What to produce ▸ List each line below that contains the word "span", copying it in full.
* * * * * * * * *
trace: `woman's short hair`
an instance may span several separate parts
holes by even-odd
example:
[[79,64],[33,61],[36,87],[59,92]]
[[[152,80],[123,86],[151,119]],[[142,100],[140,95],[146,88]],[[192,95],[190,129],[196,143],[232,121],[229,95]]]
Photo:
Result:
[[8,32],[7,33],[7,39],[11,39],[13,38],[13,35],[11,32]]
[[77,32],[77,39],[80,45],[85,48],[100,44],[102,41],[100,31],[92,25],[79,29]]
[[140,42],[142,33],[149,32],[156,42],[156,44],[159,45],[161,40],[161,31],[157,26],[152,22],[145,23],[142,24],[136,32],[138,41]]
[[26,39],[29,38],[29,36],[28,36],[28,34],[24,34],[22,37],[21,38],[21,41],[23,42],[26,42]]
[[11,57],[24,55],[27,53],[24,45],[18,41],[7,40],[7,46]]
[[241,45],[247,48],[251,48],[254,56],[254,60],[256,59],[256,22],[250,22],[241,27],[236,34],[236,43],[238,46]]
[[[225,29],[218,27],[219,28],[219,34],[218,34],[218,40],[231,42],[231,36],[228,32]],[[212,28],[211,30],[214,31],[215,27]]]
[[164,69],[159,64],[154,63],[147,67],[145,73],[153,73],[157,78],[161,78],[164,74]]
* * * * * * * * *
Written response ▸
an instance may span several separate parts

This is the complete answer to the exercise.